Rewrite the items starting at the line that contains "Where can the gun" and ending at the line that contains "Target: bollard", swapping "gun barrel" for "rifle barrel" and leaving everything else unchanged.

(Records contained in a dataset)

%%

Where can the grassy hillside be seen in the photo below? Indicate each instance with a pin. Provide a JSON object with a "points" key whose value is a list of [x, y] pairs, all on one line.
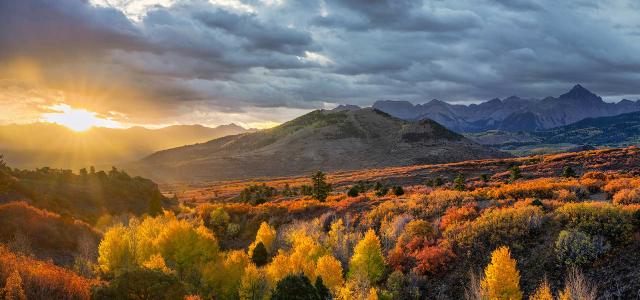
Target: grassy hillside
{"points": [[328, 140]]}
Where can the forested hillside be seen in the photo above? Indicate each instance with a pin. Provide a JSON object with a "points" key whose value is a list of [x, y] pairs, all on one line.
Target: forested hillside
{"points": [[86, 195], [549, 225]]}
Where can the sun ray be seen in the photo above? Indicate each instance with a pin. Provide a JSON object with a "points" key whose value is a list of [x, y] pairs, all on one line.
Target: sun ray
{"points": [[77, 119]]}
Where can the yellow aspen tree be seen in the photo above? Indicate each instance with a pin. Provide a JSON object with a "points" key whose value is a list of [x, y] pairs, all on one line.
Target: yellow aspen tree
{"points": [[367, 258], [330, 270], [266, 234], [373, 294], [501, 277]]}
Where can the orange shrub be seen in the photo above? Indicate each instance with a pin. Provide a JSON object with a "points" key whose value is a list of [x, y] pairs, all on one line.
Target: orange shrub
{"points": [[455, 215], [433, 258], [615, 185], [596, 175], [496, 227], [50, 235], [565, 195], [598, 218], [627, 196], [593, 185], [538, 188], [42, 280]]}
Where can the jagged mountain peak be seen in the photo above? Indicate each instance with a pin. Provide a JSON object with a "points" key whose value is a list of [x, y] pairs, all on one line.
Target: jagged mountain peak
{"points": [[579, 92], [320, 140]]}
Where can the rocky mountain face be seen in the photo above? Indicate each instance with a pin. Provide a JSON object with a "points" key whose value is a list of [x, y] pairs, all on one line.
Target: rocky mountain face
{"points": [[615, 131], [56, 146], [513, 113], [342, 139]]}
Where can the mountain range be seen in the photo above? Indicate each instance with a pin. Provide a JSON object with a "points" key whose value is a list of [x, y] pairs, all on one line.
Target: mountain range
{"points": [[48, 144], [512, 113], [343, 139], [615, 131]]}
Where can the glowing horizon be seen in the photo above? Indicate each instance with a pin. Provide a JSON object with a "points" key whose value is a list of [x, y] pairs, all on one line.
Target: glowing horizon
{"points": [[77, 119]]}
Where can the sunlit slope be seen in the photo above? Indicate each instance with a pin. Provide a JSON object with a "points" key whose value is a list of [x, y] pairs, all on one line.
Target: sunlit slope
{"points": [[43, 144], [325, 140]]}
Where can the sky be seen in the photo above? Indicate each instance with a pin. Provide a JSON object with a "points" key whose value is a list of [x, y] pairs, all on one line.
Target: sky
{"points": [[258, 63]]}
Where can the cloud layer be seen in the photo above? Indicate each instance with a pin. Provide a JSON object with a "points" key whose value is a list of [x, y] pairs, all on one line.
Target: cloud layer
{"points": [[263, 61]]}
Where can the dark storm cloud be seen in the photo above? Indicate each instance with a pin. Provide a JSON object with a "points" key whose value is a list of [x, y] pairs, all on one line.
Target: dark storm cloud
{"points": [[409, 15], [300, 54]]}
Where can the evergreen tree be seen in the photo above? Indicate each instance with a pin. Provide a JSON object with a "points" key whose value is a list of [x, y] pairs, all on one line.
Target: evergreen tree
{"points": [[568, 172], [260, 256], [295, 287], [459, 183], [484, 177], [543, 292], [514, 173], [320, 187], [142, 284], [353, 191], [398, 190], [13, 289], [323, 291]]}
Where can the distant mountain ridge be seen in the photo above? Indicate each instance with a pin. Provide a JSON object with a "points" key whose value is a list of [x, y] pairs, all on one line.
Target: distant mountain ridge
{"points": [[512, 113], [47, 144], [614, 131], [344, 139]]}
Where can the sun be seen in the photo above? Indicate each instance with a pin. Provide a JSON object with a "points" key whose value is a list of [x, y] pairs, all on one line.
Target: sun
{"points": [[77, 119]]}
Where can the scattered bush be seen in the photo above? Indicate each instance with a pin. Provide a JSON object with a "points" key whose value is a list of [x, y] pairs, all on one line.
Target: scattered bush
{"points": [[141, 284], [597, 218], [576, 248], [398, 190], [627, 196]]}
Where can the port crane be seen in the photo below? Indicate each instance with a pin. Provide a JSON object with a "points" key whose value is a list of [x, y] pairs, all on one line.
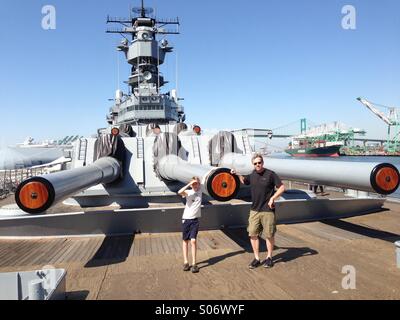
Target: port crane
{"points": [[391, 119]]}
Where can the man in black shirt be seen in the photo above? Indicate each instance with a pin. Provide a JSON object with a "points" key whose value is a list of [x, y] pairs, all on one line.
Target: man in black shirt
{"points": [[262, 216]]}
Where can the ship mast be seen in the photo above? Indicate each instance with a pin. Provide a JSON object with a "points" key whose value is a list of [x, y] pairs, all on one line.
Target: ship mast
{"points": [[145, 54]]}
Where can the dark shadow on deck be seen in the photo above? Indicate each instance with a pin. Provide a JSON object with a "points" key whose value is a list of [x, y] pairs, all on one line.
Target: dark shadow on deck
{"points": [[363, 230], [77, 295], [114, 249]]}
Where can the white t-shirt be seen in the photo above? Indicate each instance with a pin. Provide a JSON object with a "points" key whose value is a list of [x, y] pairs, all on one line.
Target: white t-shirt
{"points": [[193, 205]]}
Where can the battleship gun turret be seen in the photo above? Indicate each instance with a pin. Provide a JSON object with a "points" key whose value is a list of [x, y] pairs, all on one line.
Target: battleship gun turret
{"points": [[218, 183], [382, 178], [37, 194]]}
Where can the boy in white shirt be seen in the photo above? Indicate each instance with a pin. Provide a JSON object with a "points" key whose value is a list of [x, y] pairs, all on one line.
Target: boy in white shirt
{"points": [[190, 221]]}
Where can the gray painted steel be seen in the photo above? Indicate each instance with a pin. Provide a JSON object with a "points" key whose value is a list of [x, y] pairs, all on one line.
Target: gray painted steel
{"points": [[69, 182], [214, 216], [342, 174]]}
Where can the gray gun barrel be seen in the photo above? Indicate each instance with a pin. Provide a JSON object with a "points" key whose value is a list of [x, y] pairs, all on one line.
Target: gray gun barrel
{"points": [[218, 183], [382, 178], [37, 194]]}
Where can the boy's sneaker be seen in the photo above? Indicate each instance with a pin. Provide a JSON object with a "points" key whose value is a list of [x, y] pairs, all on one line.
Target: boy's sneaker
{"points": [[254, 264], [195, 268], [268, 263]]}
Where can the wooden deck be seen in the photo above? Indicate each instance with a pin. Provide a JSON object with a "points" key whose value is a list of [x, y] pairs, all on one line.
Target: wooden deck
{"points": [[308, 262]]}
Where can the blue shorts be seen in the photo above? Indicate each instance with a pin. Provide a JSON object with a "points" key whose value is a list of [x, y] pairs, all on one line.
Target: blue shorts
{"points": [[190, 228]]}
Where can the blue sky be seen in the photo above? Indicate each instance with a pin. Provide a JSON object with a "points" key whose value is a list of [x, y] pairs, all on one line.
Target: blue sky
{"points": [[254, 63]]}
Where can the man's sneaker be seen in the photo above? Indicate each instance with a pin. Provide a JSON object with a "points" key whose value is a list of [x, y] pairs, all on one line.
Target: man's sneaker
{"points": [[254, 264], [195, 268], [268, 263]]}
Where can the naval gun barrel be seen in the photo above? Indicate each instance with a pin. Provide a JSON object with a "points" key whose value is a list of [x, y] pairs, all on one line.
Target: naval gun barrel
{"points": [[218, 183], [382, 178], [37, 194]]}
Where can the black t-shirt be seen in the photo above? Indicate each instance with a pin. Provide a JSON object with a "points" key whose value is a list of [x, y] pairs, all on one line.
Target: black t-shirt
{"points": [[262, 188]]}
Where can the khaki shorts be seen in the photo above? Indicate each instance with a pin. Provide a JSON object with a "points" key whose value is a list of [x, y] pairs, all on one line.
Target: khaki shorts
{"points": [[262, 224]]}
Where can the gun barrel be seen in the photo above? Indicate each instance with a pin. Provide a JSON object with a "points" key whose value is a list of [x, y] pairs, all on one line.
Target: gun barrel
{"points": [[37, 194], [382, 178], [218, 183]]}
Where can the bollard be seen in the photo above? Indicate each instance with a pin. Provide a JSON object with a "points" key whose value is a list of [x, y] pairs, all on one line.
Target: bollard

%%
%%

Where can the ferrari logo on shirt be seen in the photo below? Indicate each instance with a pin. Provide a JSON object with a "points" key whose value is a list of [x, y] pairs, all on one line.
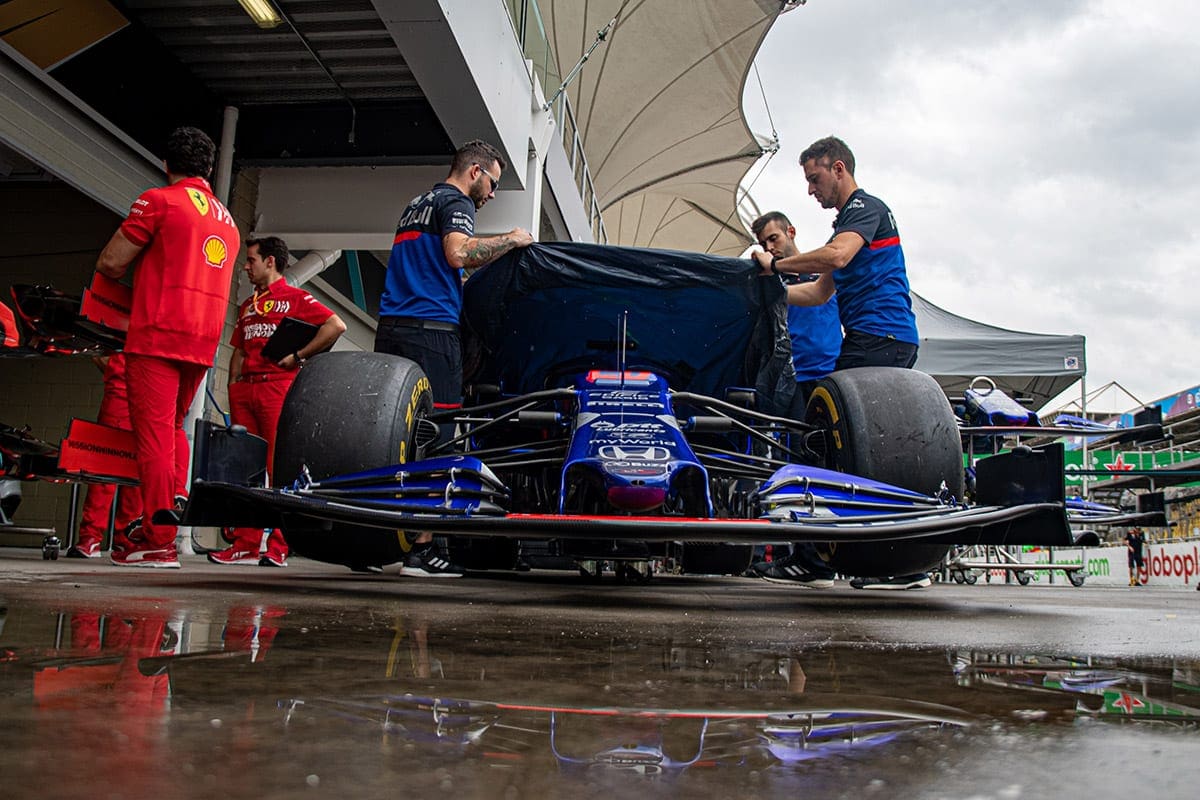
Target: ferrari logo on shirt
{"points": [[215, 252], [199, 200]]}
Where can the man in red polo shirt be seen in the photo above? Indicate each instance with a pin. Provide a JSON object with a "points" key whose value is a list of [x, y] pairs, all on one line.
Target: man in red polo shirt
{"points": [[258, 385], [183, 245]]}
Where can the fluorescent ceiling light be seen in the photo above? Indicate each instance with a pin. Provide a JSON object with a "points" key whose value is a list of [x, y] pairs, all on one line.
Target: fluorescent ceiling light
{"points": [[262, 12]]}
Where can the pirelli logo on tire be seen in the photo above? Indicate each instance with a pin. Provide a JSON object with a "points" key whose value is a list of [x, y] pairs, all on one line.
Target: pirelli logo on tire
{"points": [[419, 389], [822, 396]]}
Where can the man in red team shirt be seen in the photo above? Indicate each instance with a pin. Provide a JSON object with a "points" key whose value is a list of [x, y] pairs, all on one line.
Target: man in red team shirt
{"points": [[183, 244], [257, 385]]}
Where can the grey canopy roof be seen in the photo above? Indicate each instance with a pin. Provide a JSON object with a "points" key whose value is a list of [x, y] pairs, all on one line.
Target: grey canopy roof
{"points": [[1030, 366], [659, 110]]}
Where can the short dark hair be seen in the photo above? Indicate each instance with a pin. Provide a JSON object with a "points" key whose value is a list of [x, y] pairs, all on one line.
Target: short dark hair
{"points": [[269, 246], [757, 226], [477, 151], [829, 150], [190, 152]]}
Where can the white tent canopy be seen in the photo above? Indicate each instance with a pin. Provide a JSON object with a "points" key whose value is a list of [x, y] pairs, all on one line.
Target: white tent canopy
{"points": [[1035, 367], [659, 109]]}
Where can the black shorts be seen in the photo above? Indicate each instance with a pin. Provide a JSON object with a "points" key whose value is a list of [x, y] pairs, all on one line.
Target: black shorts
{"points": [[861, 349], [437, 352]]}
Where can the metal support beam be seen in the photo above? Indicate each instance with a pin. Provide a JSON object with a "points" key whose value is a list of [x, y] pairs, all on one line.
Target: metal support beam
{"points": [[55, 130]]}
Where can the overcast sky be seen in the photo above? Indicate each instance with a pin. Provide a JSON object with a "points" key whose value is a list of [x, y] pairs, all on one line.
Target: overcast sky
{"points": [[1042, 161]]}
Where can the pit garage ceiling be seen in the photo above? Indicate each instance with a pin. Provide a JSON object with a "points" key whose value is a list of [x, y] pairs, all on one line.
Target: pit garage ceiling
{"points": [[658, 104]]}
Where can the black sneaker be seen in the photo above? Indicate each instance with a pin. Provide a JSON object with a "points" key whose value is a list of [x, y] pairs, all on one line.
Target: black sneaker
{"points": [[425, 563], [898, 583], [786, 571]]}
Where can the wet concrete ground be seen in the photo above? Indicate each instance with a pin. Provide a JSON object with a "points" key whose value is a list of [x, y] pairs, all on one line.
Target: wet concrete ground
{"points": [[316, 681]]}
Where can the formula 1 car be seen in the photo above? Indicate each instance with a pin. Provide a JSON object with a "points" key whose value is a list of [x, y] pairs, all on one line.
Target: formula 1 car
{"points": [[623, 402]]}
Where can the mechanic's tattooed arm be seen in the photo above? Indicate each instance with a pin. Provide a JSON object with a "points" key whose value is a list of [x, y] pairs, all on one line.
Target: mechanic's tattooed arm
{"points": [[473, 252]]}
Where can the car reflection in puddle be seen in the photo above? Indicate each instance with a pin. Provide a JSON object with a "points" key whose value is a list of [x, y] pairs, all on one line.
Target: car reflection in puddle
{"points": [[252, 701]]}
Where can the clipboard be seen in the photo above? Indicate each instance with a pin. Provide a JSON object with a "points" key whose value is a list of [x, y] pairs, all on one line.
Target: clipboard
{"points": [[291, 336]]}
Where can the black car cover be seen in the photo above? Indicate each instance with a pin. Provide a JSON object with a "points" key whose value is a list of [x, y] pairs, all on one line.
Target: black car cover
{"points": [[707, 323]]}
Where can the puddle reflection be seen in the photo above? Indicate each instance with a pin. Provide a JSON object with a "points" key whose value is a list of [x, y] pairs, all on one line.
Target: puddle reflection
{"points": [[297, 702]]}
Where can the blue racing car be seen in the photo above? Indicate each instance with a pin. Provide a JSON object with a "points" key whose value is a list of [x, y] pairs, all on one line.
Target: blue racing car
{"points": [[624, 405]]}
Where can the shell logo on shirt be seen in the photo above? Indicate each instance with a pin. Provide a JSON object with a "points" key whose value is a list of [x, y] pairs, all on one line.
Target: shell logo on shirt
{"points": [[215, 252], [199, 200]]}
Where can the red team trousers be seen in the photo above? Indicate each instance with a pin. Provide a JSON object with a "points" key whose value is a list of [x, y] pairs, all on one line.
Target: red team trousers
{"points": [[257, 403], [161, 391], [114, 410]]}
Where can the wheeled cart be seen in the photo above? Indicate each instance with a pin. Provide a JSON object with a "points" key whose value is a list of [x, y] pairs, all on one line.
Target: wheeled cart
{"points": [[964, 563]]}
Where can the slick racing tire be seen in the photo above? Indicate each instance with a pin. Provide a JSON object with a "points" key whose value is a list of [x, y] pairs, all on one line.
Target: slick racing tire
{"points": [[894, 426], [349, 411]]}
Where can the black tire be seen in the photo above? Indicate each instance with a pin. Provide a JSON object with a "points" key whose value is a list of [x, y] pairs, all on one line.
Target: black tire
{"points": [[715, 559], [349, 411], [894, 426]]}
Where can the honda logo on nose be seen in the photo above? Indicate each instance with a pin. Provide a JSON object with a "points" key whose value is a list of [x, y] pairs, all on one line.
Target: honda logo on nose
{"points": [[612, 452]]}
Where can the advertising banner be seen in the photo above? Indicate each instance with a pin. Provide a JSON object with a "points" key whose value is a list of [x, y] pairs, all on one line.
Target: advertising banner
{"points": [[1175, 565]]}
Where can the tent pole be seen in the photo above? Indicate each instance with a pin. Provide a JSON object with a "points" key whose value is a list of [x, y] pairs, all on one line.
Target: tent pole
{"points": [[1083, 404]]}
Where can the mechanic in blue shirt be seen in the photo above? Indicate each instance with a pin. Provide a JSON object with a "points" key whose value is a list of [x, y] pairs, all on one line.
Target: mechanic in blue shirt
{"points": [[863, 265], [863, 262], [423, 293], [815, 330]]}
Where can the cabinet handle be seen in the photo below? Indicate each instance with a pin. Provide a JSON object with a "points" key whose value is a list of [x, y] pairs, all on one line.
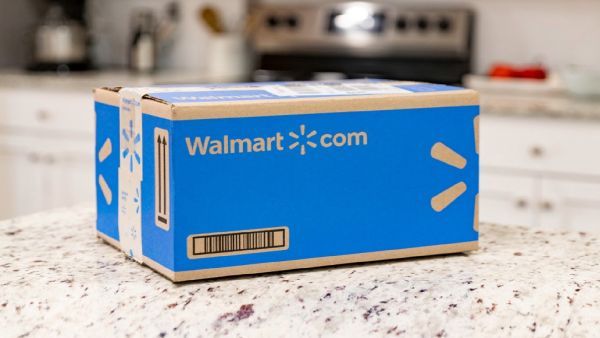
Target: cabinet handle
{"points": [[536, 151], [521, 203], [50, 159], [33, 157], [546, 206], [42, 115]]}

%%

• **Solution for this problem**:
Where can the rifle barrel be seen in the photo above? Indicate each instance with a pin. Provide a JSON object with a "points" key whose value is a list of [x, y] pairs, all on one line.
Target: rifle barrel
{"points": [[37, 194], [382, 178], [218, 183]]}
Where can the bollard be seen in the photo above? Indicate each instance with a pin. Provide a JSON object with a "points" key whose value is a list of [x, y] pairs, all on one line.
Target: bollard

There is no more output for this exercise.